## TASK BRIEF
Copy the biography of George Olsen word for word, from "Olsen signed with" to "director in radio.".

## EXTRACT PROVIDED
________________________

George Edward Olsen Sr. (March 18, 1893 - March 18, 1971) was an American bandleader.

Born in Portland, Oregon, Olsen played the drums and attended the University of Michigan, where he was drum major. There he formed his band, George Olsen and his Music, which continued in the Portland area. The group's debut hotel engagement came at the Multnomah Hotel in Portland. He then made the cross-county transition to Broadway, appearing in Kid Boots (1923), the Ziegfeld Follies of 1924, Ziegfeld Follies of 1925, and Good News (1927).

George Olsen and his Music were prolific Victor recording artists and their records are among the most numerous found by record collectors today, testifying to their original popularity. He and his orchestra were in Eddie Cantor's 1928 Broadway hit Whoopee!, and in the 1930 movie version. In the Follies George met a singer, Ethel Shutta, who sings and dances memorably in Whoopee!, and they married, appearing together in nightclubs and on radio. They had two children, George Jr. and Charles; following a divorce, Olsen opened a restaurant in Paramus, New Jersey.  Olsen and Shutta were heard on the Oldsmobile Program on CBS radio in 1933. He also was an orchestra leader for The Jack Benny Program on radio.

Olsen signed with Victor in 1924 and remained as one of Victor's most popular bands until 1933 when he signed with Columbia. He stayed with Columbia through January, 1934. He recorded a single session in 1938 for Decca, and one final date for the rare Varsity label in 1940.

Olsen's bands produced few stars. Singer-saxophonist Fred MacMurray passed through in 1930 on his way to eventual movie stardom, recording a vocal on I'm in the Market for You. Olsen's long-time alto saxist and singer, Fran Frey, with his distinctive, reedy bass-baritone, was perhaps the best known Olsenite until he left in 1933 for a career as a music director in radio.

________________________

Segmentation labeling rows
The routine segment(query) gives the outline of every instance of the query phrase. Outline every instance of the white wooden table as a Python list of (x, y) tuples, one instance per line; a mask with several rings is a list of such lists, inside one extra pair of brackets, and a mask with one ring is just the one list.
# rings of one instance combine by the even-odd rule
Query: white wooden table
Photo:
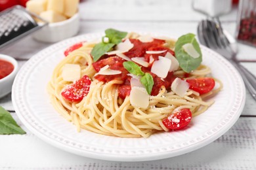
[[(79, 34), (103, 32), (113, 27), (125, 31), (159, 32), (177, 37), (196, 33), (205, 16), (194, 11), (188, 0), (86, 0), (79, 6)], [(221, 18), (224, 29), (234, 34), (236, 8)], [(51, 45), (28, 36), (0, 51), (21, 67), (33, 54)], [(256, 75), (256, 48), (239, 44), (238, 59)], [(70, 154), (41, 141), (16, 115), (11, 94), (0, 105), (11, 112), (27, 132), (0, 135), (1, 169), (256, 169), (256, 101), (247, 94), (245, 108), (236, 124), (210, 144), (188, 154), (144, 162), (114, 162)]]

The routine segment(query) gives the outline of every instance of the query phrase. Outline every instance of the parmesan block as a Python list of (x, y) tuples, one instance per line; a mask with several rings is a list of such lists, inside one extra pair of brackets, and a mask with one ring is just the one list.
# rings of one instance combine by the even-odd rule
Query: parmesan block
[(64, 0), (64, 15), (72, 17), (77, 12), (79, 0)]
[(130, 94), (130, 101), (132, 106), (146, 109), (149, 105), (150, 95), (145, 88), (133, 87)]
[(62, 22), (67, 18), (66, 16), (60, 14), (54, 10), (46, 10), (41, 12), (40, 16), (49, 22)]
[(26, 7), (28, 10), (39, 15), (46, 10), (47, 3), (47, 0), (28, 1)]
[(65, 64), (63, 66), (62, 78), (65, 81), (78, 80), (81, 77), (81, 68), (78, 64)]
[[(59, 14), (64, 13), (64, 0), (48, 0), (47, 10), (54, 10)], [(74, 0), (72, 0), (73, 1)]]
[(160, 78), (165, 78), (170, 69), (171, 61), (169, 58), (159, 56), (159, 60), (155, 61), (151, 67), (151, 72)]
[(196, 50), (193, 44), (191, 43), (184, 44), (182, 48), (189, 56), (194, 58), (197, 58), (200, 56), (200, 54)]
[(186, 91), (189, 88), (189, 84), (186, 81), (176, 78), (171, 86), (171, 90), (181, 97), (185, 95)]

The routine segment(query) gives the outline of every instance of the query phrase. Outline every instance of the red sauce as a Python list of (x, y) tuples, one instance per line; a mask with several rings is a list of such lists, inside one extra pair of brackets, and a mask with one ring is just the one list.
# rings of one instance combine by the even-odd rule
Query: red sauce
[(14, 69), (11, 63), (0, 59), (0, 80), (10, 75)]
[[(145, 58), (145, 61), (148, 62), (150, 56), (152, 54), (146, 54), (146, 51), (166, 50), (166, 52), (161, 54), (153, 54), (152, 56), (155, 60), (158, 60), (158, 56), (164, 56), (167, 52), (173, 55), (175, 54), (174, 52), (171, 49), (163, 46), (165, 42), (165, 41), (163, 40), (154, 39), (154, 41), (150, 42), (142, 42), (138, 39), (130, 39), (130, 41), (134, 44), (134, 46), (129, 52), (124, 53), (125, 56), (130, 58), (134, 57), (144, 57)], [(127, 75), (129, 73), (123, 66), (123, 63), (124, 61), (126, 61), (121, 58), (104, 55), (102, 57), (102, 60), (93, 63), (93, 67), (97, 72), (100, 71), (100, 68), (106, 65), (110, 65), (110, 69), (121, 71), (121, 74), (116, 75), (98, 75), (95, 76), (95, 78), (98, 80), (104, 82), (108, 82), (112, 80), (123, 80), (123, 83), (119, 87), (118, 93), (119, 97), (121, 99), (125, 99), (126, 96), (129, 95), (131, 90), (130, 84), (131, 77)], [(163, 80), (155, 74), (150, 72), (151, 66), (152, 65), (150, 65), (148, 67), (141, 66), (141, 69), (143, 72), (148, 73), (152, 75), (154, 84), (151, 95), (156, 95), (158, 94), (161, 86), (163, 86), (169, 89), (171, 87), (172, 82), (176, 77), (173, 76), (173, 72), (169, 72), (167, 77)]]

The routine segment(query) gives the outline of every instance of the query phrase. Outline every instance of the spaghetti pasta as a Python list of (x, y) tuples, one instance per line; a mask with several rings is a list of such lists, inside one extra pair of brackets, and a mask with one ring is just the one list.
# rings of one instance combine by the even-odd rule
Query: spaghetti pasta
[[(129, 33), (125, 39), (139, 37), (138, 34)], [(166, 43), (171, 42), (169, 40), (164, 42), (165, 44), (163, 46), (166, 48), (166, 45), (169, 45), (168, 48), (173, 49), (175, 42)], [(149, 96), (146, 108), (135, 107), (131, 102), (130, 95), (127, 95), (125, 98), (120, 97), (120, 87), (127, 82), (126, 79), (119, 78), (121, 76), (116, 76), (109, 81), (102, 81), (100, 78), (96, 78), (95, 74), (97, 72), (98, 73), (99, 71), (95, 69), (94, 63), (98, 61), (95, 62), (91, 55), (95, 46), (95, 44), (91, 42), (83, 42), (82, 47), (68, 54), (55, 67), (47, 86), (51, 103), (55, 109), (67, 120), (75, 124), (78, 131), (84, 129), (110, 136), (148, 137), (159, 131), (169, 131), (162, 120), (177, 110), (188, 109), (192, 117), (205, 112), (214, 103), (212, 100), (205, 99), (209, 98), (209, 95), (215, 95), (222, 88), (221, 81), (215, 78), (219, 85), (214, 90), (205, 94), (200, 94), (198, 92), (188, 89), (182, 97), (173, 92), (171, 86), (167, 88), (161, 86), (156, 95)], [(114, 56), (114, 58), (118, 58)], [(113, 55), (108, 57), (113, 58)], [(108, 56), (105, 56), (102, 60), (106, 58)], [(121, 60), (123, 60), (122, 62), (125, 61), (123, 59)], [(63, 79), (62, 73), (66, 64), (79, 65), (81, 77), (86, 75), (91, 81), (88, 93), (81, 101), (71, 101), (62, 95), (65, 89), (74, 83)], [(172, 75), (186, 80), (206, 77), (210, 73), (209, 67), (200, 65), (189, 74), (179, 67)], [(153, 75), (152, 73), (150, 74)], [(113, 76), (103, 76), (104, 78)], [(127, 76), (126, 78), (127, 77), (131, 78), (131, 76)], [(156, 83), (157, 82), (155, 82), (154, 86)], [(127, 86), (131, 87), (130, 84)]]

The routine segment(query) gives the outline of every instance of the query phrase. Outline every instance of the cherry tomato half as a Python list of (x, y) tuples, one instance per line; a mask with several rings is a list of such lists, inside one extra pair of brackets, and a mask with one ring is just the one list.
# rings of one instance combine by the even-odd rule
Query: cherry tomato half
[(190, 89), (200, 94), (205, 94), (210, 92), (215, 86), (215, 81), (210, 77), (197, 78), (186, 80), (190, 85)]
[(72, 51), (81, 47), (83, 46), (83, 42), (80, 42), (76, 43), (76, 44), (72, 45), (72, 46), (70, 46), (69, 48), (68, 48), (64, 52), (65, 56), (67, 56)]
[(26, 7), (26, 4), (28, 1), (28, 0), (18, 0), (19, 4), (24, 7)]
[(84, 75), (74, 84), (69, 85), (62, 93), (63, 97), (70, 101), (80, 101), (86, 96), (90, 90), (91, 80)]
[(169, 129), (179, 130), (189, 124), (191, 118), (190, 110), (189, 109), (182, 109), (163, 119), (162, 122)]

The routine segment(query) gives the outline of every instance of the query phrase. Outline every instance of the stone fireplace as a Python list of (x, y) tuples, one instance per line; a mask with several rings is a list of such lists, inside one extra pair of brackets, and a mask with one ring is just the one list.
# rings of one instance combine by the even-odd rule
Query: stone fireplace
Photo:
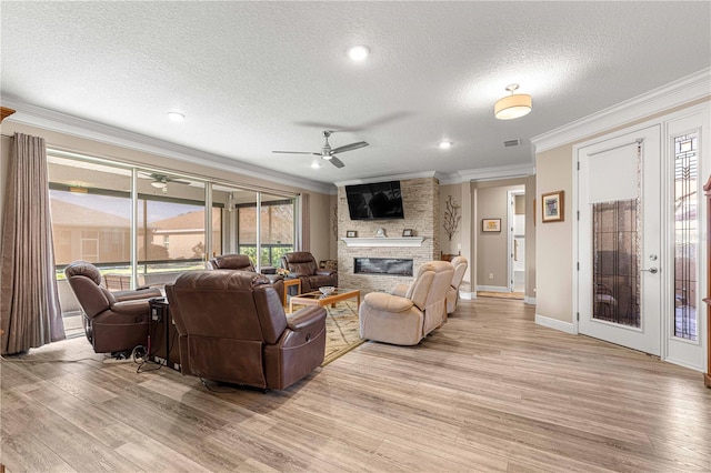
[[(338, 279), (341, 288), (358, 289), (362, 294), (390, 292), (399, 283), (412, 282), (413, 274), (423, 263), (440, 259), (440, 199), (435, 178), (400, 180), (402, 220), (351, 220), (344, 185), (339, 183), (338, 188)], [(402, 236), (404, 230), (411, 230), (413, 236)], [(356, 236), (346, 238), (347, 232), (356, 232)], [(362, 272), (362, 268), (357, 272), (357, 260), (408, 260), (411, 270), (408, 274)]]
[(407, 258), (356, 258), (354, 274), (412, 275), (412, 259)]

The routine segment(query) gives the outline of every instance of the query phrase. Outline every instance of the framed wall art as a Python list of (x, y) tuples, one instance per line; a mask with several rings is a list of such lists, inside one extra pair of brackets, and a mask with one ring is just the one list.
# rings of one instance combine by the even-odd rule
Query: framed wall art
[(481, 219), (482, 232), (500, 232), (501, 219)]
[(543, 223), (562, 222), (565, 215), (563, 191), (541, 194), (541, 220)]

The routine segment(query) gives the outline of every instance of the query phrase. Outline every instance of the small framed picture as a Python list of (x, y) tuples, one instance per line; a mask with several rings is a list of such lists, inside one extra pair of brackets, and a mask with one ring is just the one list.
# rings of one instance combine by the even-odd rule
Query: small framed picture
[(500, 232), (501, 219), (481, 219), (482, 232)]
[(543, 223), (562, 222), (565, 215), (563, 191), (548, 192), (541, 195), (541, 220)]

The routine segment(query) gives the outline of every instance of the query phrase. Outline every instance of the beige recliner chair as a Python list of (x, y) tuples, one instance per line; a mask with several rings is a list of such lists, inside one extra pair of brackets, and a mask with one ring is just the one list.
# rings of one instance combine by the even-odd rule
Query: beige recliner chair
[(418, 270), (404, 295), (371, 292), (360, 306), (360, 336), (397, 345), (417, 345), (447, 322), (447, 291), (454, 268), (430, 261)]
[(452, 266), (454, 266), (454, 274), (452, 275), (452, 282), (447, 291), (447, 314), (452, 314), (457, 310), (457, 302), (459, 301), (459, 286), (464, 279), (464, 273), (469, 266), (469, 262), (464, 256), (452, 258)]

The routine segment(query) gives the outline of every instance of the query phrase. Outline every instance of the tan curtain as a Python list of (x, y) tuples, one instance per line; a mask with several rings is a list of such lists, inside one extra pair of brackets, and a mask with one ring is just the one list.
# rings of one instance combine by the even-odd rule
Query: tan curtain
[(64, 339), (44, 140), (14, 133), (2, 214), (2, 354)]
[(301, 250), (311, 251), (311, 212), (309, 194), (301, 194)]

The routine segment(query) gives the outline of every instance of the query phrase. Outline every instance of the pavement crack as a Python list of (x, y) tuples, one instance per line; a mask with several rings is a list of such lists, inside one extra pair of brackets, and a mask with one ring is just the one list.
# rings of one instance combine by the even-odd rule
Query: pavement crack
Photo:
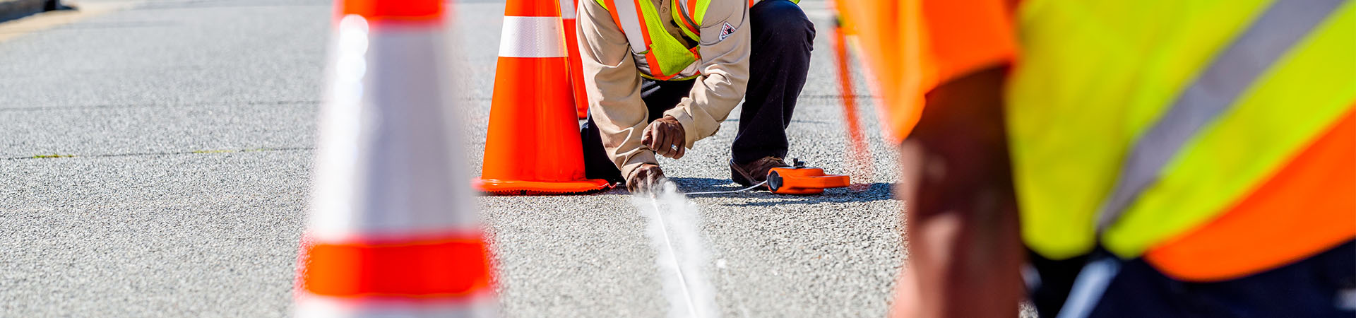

________________________

## TASK SOLUTION
Olsen signed with Victor in 1924 and remained as one of Victor's most popular bands until 1933 when he signed with Columbia. He stayed with Columbia through January, 1934. He recorded a single session in 1938 for Decca, and one final date for the rare Varsity label in 1940.

Olsen's bands produced few stars. Singer-saxophonist Fred MacMurray passed through in 1930 on his way to eventual movie stardom, recording a vocal on I'm in the Market for You. Olsen's long-time alto saxist and singer, Fran Frey, with his distinctive, reedy bass-baritone, was perhaps the best known Olsenite until he left in 1933 for a career as a music director in radio.